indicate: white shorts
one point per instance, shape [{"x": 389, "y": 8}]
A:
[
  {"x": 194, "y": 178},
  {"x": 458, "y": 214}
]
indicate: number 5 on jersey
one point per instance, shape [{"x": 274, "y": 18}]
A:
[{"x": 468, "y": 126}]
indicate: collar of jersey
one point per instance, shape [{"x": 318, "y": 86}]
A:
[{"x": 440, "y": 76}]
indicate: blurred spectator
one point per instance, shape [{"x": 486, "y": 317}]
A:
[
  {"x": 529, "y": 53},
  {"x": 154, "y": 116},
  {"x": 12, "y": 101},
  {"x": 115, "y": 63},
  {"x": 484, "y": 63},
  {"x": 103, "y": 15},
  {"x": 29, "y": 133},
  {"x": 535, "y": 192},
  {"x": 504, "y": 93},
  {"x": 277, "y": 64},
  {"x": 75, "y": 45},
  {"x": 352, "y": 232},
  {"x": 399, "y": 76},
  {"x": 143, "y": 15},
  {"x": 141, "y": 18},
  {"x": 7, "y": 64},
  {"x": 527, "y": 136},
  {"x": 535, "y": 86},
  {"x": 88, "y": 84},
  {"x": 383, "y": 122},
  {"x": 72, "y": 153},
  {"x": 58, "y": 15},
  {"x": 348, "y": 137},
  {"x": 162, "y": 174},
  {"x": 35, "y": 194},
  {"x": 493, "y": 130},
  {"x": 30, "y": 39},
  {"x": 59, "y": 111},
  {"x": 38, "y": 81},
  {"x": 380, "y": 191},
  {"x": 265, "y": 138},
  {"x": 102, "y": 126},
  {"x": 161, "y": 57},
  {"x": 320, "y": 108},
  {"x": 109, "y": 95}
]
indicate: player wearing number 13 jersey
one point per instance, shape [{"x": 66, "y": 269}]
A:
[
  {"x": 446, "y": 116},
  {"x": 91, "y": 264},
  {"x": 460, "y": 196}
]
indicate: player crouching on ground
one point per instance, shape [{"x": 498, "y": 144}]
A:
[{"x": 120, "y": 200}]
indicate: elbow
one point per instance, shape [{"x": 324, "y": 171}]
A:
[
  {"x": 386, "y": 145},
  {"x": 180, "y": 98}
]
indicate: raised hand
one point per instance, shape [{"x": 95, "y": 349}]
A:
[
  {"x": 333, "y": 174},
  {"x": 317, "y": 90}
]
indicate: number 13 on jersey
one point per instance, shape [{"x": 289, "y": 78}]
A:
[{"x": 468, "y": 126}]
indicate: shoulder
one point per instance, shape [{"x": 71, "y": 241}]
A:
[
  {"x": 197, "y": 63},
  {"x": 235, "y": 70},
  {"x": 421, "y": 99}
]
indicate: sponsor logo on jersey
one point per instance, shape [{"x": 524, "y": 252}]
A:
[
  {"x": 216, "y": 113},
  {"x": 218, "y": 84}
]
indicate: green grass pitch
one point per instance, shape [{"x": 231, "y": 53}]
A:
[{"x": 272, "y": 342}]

=-=-=-=-=

AIM: Copy all of the records above line for line, keeping every character unchanged.

EXERCISE OUTPUT:
indicate: white shorts
one point per instance, shape [{"x": 389, "y": 8}]
A:
[
  {"x": 194, "y": 178},
  {"x": 458, "y": 214}
]
indicate: number 5 on jersey
one point per instance, shape [{"x": 274, "y": 18}]
A:
[{"x": 468, "y": 126}]
indicate: collar of jersey
one point per instance, shape [{"x": 318, "y": 86}]
A:
[{"x": 440, "y": 76}]
indicate: blurred spectator
one point per instance, shape [{"x": 486, "y": 317}]
A:
[
  {"x": 529, "y": 53},
  {"x": 154, "y": 116},
  {"x": 12, "y": 101},
  {"x": 115, "y": 63},
  {"x": 484, "y": 63},
  {"x": 103, "y": 15},
  {"x": 29, "y": 133},
  {"x": 535, "y": 192},
  {"x": 504, "y": 93},
  {"x": 277, "y": 64},
  {"x": 75, "y": 45},
  {"x": 352, "y": 232},
  {"x": 399, "y": 76},
  {"x": 143, "y": 15},
  {"x": 141, "y": 18},
  {"x": 7, "y": 64},
  {"x": 527, "y": 136},
  {"x": 535, "y": 86},
  {"x": 88, "y": 84},
  {"x": 383, "y": 122},
  {"x": 72, "y": 153},
  {"x": 58, "y": 15},
  {"x": 348, "y": 137},
  {"x": 162, "y": 174},
  {"x": 35, "y": 194},
  {"x": 493, "y": 130},
  {"x": 30, "y": 39},
  {"x": 59, "y": 111},
  {"x": 38, "y": 81},
  {"x": 380, "y": 191},
  {"x": 265, "y": 138},
  {"x": 102, "y": 126},
  {"x": 161, "y": 57},
  {"x": 320, "y": 108},
  {"x": 109, "y": 95}
]
indicate: player wearing number 13 jersey
one point per instance, shape [{"x": 66, "y": 269}]
A:
[
  {"x": 446, "y": 116},
  {"x": 91, "y": 264},
  {"x": 460, "y": 196}
]
indicate: player crouching on ground
one point per instance, shape [{"x": 498, "y": 144}]
A:
[{"x": 120, "y": 200}]
indicate: elbow
one point per instance, shape [{"x": 324, "y": 171}]
A:
[
  {"x": 386, "y": 145},
  {"x": 180, "y": 98}
]
indicate: raised hand
one point per instance, shape [{"x": 95, "y": 349}]
A:
[
  {"x": 333, "y": 174},
  {"x": 317, "y": 90}
]
indicate: number 13 on jersey
one point per instance, shape [{"x": 289, "y": 78}]
A:
[{"x": 468, "y": 126}]
indicate: shoulder
one point per instance, shape [{"x": 71, "y": 241}]
A:
[
  {"x": 197, "y": 63},
  {"x": 235, "y": 70},
  {"x": 421, "y": 99}
]
indicate: sponsor logo on jersey
one point per instance, shape [{"x": 524, "y": 252}]
A:
[
  {"x": 216, "y": 113},
  {"x": 218, "y": 84}
]
indicate: green grass pitch
one point per instance, shape [{"x": 231, "y": 53}]
A:
[{"x": 272, "y": 342}]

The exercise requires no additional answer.